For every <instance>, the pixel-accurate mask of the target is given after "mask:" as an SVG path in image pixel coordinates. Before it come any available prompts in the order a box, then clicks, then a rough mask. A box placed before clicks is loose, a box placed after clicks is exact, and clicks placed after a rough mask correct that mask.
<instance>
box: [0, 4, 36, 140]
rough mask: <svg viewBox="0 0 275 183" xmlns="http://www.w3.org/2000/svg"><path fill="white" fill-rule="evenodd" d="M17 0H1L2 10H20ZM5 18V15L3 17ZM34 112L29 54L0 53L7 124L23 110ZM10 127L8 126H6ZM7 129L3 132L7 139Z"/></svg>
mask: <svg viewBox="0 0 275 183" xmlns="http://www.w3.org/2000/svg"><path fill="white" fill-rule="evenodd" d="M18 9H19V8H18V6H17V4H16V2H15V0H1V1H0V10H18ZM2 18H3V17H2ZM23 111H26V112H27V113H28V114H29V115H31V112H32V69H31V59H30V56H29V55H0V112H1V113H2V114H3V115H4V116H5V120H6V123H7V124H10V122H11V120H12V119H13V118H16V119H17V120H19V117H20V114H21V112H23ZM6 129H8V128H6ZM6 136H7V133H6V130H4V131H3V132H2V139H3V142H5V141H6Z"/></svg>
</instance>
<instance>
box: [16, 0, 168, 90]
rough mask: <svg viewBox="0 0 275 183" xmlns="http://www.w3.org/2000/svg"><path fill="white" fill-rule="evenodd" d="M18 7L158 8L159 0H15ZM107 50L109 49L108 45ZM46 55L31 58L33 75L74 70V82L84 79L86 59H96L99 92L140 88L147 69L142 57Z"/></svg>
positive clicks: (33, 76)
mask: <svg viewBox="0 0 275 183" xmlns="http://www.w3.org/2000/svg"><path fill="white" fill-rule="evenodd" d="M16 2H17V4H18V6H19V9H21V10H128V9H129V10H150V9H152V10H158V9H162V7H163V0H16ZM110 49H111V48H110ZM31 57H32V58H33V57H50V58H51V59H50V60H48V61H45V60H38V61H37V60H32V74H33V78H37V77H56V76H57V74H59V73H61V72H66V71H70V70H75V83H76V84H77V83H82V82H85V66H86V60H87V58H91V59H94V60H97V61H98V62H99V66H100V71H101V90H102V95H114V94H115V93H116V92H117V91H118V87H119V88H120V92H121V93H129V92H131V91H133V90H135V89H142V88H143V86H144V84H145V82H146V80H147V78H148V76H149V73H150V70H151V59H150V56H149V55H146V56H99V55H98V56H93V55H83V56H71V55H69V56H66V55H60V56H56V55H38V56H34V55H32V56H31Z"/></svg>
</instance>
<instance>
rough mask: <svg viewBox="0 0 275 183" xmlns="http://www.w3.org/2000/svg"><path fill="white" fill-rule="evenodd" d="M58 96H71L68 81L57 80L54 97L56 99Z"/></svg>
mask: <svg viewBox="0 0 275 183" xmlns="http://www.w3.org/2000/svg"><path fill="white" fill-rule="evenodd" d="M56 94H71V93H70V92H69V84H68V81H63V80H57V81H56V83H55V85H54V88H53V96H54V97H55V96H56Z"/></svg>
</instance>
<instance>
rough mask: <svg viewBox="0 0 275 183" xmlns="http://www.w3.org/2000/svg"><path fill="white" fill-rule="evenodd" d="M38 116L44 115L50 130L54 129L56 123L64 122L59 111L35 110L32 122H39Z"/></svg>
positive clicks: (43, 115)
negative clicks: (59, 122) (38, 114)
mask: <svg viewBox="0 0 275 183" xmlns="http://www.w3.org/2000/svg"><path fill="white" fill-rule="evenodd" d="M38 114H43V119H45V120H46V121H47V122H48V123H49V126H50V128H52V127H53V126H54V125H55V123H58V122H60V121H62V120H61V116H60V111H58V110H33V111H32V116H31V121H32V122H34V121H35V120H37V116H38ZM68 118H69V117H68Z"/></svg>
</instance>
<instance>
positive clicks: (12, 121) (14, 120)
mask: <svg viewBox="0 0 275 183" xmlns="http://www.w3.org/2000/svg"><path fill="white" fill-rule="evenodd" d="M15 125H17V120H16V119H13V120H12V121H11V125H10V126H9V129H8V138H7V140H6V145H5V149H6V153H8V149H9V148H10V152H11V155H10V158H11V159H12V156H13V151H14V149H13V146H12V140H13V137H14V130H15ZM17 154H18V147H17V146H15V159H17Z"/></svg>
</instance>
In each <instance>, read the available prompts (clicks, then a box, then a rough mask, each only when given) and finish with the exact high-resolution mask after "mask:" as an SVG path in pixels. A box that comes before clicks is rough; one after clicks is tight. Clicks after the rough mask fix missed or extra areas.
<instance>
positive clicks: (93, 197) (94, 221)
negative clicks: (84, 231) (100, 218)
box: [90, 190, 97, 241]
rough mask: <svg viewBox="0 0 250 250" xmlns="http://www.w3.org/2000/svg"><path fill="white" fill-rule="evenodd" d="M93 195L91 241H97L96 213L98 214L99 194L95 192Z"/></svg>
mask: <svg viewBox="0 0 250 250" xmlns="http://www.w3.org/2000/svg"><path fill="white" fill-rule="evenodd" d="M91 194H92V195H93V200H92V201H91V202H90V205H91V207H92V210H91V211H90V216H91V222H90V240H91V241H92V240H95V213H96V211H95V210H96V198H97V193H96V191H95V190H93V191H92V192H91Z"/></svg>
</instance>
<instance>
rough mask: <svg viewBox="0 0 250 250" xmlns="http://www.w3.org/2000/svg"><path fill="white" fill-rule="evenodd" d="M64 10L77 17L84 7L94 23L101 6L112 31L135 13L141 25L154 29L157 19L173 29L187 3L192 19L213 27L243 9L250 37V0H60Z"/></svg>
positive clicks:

• Required action: The whole of the material above should be given again exactly.

• Response to the exercise:
For every <instance>, the pixel-accurate mask of the target is given after "mask:" as an SVG path in image pixel coordinates. Before it come any available prompts in the order a box, then clicks, then a rough mask. A box placed before clicks is loose, a box placed after clicks is exact, and clicks placed after a rough mask correct that mask.
<instance>
box: [0, 4, 36, 140]
rough mask: <svg viewBox="0 0 275 183" xmlns="http://www.w3.org/2000/svg"><path fill="white" fill-rule="evenodd" d="M17 0H1L2 10H20ZM5 18V15L3 17ZM34 112L29 54L0 53L7 124L23 110ZM10 127L8 126H6ZM7 129L3 132L7 139Z"/></svg>
mask: <svg viewBox="0 0 275 183" xmlns="http://www.w3.org/2000/svg"><path fill="white" fill-rule="evenodd" d="M18 9H19V8H18V6H17V4H16V2H15V0H1V1H0V10H18ZM2 18H3V17H2ZM23 111H26V112H27V113H28V114H29V115H31V112H32V69H31V59H30V56H29V55H0V112H1V113H2V114H3V115H4V116H5V120H6V123H7V124H10V122H11V120H12V119H13V118H16V119H17V120H19V117H20V114H21V112H23ZM6 129H8V128H6ZM6 136H7V133H6V130H4V131H3V132H2V139H3V142H5V141H6Z"/></svg>
</instance>
<instance>
box: [16, 0, 168, 90]
rough mask: <svg viewBox="0 0 275 183" xmlns="http://www.w3.org/2000/svg"><path fill="white" fill-rule="evenodd" d="M18 7L158 8L159 0H15ZM107 50L109 49L108 45ZM46 55L31 58L33 75L74 70V82L84 79L86 59H96L99 92L140 88L147 69L142 57Z"/></svg>
positive clicks: (33, 76)
mask: <svg viewBox="0 0 275 183" xmlns="http://www.w3.org/2000/svg"><path fill="white" fill-rule="evenodd" d="M16 2H17V4H18V6H19V9H21V10H128V9H129V10H150V9H152V10H158V9H162V7H163V0H16ZM110 49H111V48H110ZM31 57H32V58H33V57H50V58H51V59H50V60H48V61H45V60H38V61H37V60H32V74H33V78H37V77H56V76H57V74H59V73H61V72H66V71H70V70H75V83H76V84H77V83H82V82H85V66H86V60H87V58H91V59H94V60H97V61H98V62H99V66H100V71H101V90H102V95H114V94H115V93H116V92H117V91H118V87H119V88H120V92H121V93H129V92H131V91H133V90H135V89H142V88H143V86H144V84H145V82H146V80H147V78H148V76H149V73H150V70H151V59H150V56H149V55H146V56H99V55H98V56H93V55H83V56H71V55H69V56H66V55H60V56H56V55H38V56H34V55H32V56H31Z"/></svg>
</instance>
<instance>
rough mask: <svg viewBox="0 0 275 183" xmlns="http://www.w3.org/2000/svg"><path fill="white" fill-rule="evenodd" d="M58 96H71L68 81L57 80L54 97L56 99Z"/></svg>
mask: <svg viewBox="0 0 275 183" xmlns="http://www.w3.org/2000/svg"><path fill="white" fill-rule="evenodd" d="M56 94H71V93H70V92H69V84H68V81H63V80H57V81H56V83H55V85H54V88H53V96H54V97H55V96H56Z"/></svg>
</instance>
<instance>
rough mask: <svg viewBox="0 0 275 183" xmlns="http://www.w3.org/2000/svg"><path fill="white" fill-rule="evenodd" d="M38 116L44 115L50 130L54 129L56 123L64 122L59 111L35 110L32 122H39Z"/></svg>
positive clicks: (43, 115)
negative clicks: (59, 122) (38, 114)
mask: <svg viewBox="0 0 275 183" xmlns="http://www.w3.org/2000/svg"><path fill="white" fill-rule="evenodd" d="M38 114H43V119H45V120H46V121H47V122H48V123H49V126H50V128H52V127H53V126H54V125H55V123H58V122H60V121H62V120H61V116H60V111H58V110H33V111H32V116H31V121H32V122H34V121H35V120H37V116H38ZM68 118H69V117H68Z"/></svg>
</instance>
<instance>
positive clicks: (12, 121) (14, 120)
mask: <svg viewBox="0 0 275 183" xmlns="http://www.w3.org/2000/svg"><path fill="white" fill-rule="evenodd" d="M15 125H17V120H16V119H13V120H12V121H11V125H10V126H9V129H8V138H7V140H6V145H5V149H6V153H8V149H9V148H10V152H11V155H10V158H11V159H12V156H13V151H14V149H13V146H12V140H13V137H14V130H15ZM17 154H18V147H17V146H15V159H17Z"/></svg>
</instance>
In each <instance>, read the available prompts (clicks, then a box, then a rough mask, each only when given) and finish with the exact high-resolution mask after "mask:" as an SVG path in pixels. A box that comes before clicks is rough; one after clicks is tight. Clicks after the rough mask fix missed or extra areas.
<instance>
positive clicks: (93, 197) (94, 221)
negative clicks: (84, 231) (100, 218)
box: [90, 190, 97, 241]
rough mask: <svg viewBox="0 0 250 250" xmlns="http://www.w3.org/2000/svg"><path fill="white" fill-rule="evenodd" d="M93 195L91 241H97L96 213L98 214L99 194L95 192Z"/></svg>
mask: <svg viewBox="0 0 250 250" xmlns="http://www.w3.org/2000/svg"><path fill="white" fill-rule="evenodd" d="M91 194H92V195H93V200H92V201H91V202H90V205H91V207H92V210H91V211H90V216H91V222H90V240H91V241H92V240H95V213H96V211H95V210H96V198H97V193H96V191H95V190H93V191H92V192H91Z"/></svg>
</instance>
<instance>
rough mask: <svg viewBox="0 0 250 250" xmlns="http://www.w3.org/2000/svg"><path fill="white" fill-rule="evenodd" d="M64 10L77 17L84 7L94 23L101 6L112 31L135 13L141 25L154 29L157 19L173 29L187 3L192 19L213 27L243 9L250 37V0H60Z"/></svg>
positive clicks:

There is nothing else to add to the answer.